# [REQUIRED WORK]
Copy out the lines below without any changes, starting at the line that contains "Put a marker on every instance of the gold" and ending at the line that contains "Target: fingertip", with both of those lines included.

# [INPUT FOR THIS TASK]

────────────────────

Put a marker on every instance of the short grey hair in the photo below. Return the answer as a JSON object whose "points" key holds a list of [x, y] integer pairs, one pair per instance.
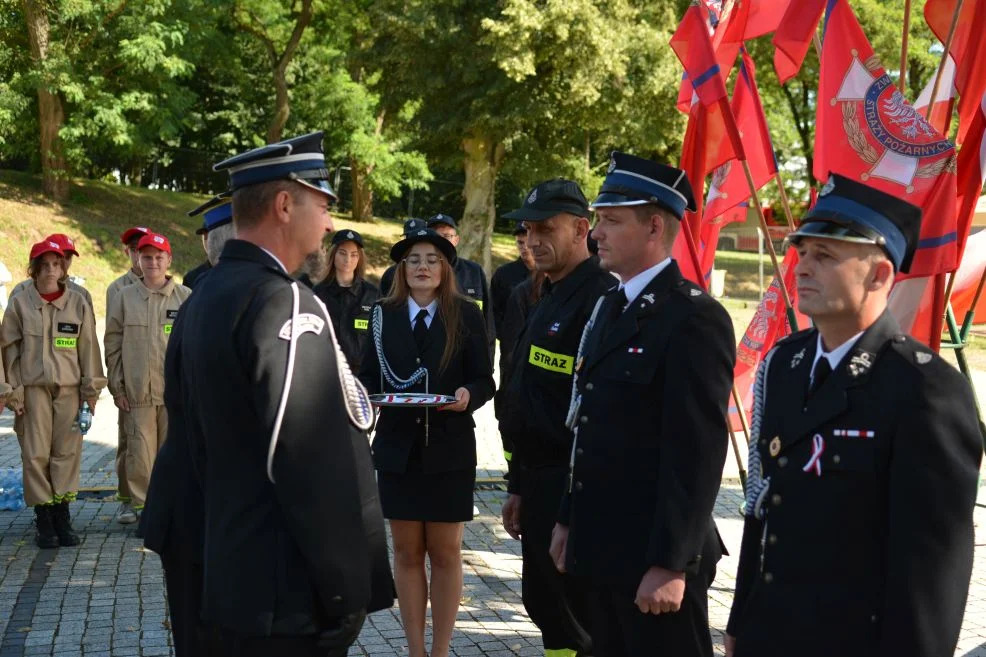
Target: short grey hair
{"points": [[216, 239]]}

────────────────────

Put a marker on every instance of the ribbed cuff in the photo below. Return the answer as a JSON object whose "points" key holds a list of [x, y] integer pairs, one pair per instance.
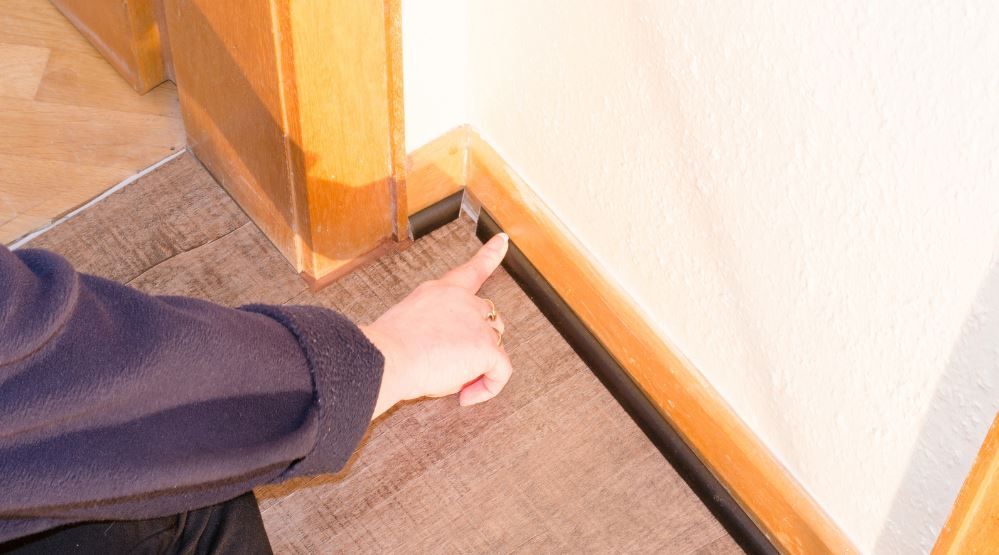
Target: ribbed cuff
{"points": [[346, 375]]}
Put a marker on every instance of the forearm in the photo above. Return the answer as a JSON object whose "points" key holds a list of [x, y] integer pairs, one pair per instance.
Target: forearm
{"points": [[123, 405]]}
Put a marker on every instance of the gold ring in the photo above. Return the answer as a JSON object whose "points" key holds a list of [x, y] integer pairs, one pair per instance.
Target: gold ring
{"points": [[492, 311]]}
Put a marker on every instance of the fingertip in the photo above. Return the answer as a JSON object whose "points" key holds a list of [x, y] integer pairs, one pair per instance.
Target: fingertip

────────────────────

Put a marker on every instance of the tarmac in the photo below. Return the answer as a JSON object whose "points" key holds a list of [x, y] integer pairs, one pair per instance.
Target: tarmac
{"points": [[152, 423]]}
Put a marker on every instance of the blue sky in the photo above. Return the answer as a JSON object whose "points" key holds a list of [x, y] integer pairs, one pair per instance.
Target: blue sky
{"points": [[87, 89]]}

────────────────────

# [FINISHED EXERCISE]
Put a marker on every instance of the gold ring in the photo above. Return the answer as a JSON object whose "points" key holds a list of [x, y] integer pairs, one pair per instance.
Target: gold ring
{"points": [[492, 311]]}
Put a marker on every instance of the fingertip in the photo above. Return the answer as a JSON object whose "points" key holds a list of [x, y] integer pairs, one pair per instance.
Target: fingertip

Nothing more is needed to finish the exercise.